(Beginning of Material for this task)
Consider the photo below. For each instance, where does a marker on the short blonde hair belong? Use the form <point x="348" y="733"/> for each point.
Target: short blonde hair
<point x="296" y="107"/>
(End of Material for this task)
(Beginning of Material for this task)
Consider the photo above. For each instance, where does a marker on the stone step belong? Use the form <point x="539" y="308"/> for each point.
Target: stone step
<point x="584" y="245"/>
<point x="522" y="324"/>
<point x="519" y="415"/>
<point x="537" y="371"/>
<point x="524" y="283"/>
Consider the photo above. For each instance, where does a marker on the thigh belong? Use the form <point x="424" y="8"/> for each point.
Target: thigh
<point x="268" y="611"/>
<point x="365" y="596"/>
(End of Material for this task)
Your objective:
Taking the material above, count every line in which the word "each" appears; answer with the number alone.

Answer to the problem:
3